• DATASET EXCERPTS:
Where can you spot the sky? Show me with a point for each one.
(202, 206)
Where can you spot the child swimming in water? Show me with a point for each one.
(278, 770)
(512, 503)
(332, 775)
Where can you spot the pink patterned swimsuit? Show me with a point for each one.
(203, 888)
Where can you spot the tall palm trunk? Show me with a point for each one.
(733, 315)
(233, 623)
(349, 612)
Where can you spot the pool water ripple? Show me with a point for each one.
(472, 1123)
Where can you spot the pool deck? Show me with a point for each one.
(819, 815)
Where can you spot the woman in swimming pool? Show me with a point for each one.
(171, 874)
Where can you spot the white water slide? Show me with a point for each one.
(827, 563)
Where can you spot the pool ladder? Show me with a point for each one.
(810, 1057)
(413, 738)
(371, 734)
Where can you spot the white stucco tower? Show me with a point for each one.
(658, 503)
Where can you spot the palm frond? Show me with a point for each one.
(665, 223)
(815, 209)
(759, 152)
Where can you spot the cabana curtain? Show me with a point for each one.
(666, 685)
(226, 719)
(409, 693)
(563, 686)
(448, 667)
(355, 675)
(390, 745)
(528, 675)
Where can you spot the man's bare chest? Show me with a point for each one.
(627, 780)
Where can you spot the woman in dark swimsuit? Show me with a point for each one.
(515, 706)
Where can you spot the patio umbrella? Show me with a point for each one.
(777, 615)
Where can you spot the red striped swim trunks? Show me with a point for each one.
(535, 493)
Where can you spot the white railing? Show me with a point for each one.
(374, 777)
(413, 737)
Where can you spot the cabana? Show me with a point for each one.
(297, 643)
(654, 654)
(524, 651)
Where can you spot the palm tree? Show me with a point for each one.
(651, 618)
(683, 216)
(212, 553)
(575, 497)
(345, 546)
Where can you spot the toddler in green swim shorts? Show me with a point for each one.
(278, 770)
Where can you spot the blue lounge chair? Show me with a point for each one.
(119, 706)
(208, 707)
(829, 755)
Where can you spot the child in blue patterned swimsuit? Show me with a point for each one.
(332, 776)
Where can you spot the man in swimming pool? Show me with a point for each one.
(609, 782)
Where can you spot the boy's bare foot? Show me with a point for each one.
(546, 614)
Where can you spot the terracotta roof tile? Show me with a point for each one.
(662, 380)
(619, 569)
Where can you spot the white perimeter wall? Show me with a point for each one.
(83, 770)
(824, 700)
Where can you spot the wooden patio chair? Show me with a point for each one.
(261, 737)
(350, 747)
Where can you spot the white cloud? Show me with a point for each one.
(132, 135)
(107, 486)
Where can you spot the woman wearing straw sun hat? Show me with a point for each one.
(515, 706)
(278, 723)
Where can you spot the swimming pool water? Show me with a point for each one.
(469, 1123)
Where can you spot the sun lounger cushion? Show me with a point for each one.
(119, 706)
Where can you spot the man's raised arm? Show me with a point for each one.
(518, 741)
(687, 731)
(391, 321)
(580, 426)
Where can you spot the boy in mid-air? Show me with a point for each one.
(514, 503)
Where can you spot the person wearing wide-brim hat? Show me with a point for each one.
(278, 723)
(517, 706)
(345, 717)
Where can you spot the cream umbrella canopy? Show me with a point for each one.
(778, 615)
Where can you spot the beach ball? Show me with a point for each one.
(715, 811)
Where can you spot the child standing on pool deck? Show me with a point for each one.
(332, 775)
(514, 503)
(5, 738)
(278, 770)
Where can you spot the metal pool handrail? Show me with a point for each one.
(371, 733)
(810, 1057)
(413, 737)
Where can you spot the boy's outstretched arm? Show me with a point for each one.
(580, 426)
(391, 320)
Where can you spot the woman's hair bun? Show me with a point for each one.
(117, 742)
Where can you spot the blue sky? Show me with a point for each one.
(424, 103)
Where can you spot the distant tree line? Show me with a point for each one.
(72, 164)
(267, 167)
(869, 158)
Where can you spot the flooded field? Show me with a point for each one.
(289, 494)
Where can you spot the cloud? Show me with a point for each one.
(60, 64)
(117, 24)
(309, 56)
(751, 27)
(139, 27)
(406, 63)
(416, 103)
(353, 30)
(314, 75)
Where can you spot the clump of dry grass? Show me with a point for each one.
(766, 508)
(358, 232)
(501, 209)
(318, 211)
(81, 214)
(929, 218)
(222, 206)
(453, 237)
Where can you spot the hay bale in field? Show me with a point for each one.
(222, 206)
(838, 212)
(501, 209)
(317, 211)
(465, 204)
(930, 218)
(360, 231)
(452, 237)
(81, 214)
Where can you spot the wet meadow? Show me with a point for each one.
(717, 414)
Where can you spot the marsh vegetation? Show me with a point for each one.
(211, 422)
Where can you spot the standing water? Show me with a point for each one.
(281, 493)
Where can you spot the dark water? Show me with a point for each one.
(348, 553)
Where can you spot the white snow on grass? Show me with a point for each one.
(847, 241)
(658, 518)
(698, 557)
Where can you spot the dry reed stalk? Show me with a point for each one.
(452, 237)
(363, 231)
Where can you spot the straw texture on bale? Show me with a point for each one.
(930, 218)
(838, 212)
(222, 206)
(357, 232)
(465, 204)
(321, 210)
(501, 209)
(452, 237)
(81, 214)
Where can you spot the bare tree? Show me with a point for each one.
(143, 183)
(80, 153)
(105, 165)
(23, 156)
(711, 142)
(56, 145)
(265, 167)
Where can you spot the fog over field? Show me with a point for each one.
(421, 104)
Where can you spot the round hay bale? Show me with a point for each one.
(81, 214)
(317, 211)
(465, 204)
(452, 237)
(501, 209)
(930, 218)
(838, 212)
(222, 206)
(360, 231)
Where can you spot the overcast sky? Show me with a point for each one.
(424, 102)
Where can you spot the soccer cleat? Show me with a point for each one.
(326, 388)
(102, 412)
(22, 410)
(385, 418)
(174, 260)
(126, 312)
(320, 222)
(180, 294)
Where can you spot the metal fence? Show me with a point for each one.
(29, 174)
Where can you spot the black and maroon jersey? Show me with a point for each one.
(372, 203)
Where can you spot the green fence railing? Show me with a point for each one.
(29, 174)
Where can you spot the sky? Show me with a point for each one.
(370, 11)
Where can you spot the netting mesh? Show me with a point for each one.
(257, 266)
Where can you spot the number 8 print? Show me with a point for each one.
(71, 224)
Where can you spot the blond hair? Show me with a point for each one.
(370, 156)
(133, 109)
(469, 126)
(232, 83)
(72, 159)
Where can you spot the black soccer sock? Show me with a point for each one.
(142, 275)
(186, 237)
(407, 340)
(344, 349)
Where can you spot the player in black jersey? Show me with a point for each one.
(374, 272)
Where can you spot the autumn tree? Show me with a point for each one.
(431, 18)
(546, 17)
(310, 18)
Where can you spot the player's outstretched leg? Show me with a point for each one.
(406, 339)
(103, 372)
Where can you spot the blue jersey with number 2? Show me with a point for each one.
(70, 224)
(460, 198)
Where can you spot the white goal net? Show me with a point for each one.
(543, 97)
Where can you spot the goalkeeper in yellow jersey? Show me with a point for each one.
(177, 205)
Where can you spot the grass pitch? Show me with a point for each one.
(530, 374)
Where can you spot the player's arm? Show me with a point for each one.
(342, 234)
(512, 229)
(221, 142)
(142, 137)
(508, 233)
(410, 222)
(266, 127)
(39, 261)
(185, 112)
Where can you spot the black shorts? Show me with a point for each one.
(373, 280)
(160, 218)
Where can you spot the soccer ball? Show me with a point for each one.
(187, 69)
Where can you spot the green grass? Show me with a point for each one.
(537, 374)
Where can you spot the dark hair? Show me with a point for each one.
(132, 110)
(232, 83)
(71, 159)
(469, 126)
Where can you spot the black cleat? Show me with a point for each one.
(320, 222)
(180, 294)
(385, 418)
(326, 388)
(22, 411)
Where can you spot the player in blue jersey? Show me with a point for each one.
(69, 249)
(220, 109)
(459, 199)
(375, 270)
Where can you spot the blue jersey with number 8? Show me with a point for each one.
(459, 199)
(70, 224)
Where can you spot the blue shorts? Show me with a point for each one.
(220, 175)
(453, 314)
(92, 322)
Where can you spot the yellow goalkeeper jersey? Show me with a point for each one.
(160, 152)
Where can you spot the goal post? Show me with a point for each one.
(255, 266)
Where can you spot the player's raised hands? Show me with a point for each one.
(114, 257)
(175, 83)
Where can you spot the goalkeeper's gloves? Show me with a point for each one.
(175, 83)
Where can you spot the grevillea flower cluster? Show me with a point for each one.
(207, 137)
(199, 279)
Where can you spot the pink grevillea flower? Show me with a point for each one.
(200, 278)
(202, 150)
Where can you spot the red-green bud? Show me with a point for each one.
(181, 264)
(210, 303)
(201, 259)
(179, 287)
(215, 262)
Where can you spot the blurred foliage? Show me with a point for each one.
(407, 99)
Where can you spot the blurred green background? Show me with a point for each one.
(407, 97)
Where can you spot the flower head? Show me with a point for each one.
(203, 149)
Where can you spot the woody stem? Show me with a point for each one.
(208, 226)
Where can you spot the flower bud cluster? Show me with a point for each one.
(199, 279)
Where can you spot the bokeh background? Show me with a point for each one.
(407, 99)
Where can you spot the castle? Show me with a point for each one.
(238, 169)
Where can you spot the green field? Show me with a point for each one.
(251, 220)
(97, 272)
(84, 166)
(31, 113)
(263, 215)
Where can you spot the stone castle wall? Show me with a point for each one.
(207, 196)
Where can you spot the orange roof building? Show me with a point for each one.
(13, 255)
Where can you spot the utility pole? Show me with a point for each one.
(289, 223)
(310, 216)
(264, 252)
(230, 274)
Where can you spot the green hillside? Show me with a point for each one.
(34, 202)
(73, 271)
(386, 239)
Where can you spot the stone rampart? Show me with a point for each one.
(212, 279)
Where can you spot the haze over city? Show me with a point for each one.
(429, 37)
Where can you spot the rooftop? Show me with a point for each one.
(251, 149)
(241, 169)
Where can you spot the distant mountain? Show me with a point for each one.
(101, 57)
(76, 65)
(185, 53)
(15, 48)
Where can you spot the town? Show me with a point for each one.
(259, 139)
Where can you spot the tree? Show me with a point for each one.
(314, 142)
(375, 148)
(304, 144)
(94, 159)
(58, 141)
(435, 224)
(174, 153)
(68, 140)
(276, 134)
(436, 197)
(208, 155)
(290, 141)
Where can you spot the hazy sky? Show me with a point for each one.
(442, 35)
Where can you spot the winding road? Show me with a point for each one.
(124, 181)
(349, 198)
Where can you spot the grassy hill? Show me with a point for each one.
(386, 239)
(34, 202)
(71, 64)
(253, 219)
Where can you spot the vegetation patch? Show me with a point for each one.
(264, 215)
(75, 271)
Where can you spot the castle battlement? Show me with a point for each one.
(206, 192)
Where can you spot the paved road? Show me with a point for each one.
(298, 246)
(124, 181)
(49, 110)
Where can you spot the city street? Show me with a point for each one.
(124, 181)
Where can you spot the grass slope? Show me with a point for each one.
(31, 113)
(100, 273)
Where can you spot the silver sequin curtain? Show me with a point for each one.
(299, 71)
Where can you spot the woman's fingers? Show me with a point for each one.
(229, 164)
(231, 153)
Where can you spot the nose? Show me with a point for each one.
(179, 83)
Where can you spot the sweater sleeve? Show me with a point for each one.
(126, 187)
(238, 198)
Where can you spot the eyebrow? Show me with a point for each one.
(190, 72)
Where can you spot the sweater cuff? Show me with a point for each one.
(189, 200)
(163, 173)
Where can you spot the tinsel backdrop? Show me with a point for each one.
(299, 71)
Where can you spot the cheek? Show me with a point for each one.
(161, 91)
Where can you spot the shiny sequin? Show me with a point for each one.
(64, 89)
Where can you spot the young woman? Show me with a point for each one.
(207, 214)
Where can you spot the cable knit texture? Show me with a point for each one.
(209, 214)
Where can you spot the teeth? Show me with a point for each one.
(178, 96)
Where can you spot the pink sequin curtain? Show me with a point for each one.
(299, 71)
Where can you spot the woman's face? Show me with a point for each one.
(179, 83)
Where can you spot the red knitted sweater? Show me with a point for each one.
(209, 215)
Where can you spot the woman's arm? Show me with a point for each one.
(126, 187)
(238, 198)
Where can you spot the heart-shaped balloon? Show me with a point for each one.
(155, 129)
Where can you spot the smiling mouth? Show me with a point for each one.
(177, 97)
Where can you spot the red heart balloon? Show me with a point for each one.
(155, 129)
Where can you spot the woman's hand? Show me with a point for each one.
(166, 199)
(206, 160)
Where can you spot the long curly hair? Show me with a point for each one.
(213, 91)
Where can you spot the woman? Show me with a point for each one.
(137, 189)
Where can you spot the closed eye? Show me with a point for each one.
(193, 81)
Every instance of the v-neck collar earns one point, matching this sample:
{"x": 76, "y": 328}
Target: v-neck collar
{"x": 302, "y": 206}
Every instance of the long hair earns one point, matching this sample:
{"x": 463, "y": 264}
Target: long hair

• WHAT IS NEEDED: Each line of the material with the word "earns" in it should be listed.

• PROBLEM SOLUTION:
Every instance of the v-neck collar earns one point, matching this sample:
Every instance of the long hair earns one point, matching this sample:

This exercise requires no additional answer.